▶ [Excerpt]
════════════════════
As a result of the Exchange Agreement and Cancellation Agreement transactions described above, the Tiger Trade Stockholders acquired, in the aggregate, approximately 85.91% of the issued and outstanding Issuer Common Stock and 100% of the issued and outstanding Issuer Preferred Stock, representing approximately 88.64% of the issued and outstanding capital stock of the Issuer on a fully-diluted basis, and Tiger Trade became a wholly owned subsidiary of the Issuer as of the Closing Date. Under the Exchange Agreement, (1) Orsolya Peresztegi, the Issuer’s sole officer and director on the Closing Date, resigned as an officer of the Issuer and the Reporting Person was appointed as the President, Chief Executive Officer, Chief Financial Officer and Secretary of the Company, and (2) the Reporting Person was appointed to serve as a director of the Company.

 

As a result of the Exchange Transaction, the business of Tiger Trade is now the principal business of the Issuer. The purpose of the stock exchange transaction was to provide Tiger Trade, as a wholly owned subsidiary of Issuer, a platform for operating in the public markets. The Reporting Person participated in Exchange Transaction and acquired the shares of Issuer’s Common and Preferred Stock (collectively, the “Shares”) for investment purposes. Consistent with such purposes, the Reporting Person has had, and may have in the future, discussions with management and the Board of Directors of the Issuer regarding the Issuer’s operations, prospects, business and financial strategies and other matters as the Reporting Person deems relevant to his investment in the Shares and any other securities of the Issuer.

 

On February 8, 2016, the Issuer entered into an Agreement and Plan of Merger with Tiger Trade, providing for the merger of Tiger Trade with and into the Issuer, which remained as the surviving entity in the transaction. At the effective time of the merger, the shares of common stock and preferred stock of Tiger Trade outstanding immediately before the effective date were canceled, retired and ceased to exist. The merger became effective February 9, 2016.

 

On February 10, 2016, the Issuer entered into the Kepler Cancellation Agreement with the Reporting Person, who is the sole Director and the President, Chief Executive Officer, Chief Financial Officer and Secretary of the Issuer, pursuant to which the Reporting Person cancelled and forfeited 835,010 shares of the Issuer’s Common Stock. As a result of the consummation of the Kepler Cancellation Agreement, the Issuer’s issued and outstanding Common Stock decreased to 20,000,000 shares and the Reporting Person subsequently owned 9,064,990 such shares, representing 45.32% of issued and outstanding shares of the Issuer’s Common Stock.

 

On February13, 2017, the Reporting Person transferred 1,145,000 shares of the Issuer’s Common Stock as a gift. As a result of the consummation of the gift transfer, the Reporting Person beneficial ownership of the Issuer’s Common Stock decreased to 7,919,990 shares, representing 34.3% of issued and outstanding shares of the Issuer’s Common Stock. The Reporting Person also continues to hold 100% of the Issuer’s issued and outstanding shares of Preferred Stock, which along with the Common Stock held by the Reporting Person represents approximately 46.0% of the Issuer’s issued and outstanding capital stock on a fully diluted basis.

 

The Reporting Person will continue to evaluate his investment position in the Issuer and may, depending on the Issuer’s performance and market and other conditions, further increase or decrease his investment position in the securities of the Issuer. The Reporting Person reserves the right to determine in the future whether to change the purpose or purposes herein described or whether to adopt plans or proposals regarding the Issuer or any of its securities.
════════════════════
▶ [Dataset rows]
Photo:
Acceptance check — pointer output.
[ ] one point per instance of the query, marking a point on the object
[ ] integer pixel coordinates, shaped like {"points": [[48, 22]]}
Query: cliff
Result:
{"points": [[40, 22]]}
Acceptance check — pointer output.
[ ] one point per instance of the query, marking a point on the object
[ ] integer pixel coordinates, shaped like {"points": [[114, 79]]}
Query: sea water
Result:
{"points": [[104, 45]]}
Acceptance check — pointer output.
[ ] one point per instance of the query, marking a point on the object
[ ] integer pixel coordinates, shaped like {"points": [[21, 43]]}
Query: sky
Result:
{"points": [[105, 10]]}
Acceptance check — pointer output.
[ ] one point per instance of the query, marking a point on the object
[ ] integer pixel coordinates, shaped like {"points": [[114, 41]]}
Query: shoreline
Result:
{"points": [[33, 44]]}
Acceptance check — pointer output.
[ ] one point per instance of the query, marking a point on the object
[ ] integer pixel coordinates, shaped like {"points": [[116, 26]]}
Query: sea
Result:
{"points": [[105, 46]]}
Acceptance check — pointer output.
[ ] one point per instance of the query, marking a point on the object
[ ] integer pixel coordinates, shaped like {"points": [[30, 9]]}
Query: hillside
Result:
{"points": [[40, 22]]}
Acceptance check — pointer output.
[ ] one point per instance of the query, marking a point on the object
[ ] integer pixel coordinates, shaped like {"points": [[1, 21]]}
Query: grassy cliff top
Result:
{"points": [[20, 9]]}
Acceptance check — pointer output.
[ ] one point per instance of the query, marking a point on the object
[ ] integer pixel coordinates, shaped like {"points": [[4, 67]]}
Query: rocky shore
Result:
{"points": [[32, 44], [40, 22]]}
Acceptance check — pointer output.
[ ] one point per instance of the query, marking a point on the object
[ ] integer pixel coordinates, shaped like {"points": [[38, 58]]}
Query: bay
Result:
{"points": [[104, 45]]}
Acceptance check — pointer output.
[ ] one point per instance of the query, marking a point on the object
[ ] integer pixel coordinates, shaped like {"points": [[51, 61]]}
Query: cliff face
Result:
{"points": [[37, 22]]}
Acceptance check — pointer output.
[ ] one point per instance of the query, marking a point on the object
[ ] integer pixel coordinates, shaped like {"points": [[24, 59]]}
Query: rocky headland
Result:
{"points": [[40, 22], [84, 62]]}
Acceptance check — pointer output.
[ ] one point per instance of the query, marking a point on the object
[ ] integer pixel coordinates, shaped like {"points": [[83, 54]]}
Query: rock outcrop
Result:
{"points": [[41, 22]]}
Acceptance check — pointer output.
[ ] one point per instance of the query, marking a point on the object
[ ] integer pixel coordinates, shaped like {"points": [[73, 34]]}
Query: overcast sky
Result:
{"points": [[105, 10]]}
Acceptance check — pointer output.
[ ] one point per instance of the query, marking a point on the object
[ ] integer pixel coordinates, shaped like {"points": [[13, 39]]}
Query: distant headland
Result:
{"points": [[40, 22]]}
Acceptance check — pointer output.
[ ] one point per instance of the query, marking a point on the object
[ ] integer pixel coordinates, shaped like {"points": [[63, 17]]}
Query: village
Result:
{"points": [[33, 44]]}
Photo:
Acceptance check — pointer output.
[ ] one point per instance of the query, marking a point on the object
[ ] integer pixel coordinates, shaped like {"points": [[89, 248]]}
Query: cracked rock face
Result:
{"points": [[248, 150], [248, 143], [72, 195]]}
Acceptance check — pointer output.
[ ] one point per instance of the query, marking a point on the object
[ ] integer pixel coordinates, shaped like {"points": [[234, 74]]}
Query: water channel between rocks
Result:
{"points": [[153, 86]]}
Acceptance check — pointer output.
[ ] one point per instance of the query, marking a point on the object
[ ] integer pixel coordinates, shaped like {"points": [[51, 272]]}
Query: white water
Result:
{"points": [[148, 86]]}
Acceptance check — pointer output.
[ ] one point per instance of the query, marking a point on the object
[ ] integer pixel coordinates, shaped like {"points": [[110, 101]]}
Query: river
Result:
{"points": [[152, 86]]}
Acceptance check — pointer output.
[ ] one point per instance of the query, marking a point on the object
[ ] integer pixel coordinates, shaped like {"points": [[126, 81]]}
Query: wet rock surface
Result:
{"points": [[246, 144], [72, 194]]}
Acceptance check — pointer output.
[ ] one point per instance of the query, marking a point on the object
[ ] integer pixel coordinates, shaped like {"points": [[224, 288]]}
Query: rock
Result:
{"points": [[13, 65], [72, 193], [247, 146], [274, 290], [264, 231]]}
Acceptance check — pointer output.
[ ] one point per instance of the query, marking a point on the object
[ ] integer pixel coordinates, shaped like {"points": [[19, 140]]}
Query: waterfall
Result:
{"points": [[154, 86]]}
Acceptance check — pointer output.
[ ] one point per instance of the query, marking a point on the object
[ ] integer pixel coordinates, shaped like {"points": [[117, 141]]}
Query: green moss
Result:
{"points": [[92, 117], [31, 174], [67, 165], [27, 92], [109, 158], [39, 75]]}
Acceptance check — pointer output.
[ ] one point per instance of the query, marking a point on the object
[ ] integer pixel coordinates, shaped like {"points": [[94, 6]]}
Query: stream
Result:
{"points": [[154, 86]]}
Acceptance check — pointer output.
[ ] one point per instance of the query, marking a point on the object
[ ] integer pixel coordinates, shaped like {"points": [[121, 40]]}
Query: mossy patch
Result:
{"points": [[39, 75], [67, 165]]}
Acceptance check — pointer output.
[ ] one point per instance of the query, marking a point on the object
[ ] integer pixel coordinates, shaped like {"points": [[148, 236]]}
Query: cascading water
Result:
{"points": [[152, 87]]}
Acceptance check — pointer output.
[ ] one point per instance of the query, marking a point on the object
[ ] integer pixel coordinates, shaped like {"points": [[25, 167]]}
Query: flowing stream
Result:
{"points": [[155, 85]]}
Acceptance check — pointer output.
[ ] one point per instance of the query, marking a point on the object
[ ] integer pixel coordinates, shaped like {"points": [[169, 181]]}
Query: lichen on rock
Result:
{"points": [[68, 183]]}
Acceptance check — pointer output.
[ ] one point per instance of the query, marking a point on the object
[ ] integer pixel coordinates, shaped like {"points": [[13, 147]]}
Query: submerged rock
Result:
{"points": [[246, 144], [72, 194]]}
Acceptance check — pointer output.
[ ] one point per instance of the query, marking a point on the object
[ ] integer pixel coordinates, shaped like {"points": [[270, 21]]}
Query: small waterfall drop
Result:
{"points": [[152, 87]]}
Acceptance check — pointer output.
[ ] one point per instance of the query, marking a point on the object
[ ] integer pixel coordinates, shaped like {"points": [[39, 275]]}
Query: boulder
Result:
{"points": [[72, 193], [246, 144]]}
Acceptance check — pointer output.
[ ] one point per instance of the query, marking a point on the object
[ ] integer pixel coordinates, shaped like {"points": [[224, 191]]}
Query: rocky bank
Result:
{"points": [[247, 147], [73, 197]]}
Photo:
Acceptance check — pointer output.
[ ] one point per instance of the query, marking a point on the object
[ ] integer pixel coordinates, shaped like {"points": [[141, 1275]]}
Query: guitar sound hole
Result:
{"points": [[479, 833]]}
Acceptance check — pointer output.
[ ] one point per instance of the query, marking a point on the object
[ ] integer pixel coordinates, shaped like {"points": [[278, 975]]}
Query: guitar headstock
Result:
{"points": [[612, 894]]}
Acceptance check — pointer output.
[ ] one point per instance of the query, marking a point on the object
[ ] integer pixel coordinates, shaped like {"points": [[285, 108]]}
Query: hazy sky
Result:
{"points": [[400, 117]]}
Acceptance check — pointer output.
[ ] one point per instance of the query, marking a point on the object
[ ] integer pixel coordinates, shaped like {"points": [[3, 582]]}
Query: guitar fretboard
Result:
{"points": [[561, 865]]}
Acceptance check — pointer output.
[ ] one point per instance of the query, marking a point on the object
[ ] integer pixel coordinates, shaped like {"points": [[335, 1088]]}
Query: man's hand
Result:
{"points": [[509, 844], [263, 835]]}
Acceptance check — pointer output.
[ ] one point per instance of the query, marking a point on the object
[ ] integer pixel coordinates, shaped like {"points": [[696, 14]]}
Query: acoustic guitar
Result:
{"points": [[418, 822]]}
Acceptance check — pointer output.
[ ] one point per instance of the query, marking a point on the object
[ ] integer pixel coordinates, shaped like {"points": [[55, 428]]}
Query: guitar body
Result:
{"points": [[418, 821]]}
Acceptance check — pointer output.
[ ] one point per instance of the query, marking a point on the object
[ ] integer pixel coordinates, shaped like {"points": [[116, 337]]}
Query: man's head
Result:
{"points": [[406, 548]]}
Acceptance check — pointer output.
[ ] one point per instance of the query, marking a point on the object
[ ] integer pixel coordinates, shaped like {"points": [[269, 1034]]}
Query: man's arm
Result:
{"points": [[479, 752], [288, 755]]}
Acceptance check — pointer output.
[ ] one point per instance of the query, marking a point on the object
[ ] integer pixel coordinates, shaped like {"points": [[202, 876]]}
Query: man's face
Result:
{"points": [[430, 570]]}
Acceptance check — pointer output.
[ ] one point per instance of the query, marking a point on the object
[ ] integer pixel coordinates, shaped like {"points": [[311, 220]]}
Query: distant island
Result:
════════════════════
▶ [The exercise] According to the excerpt, on what date did the merger of Tiger Trade into the Issuer become effective? Please answer with the date only. The rows are separate material, distinct from the excerpt.

▶ [Result for this exercise] February 9, 2016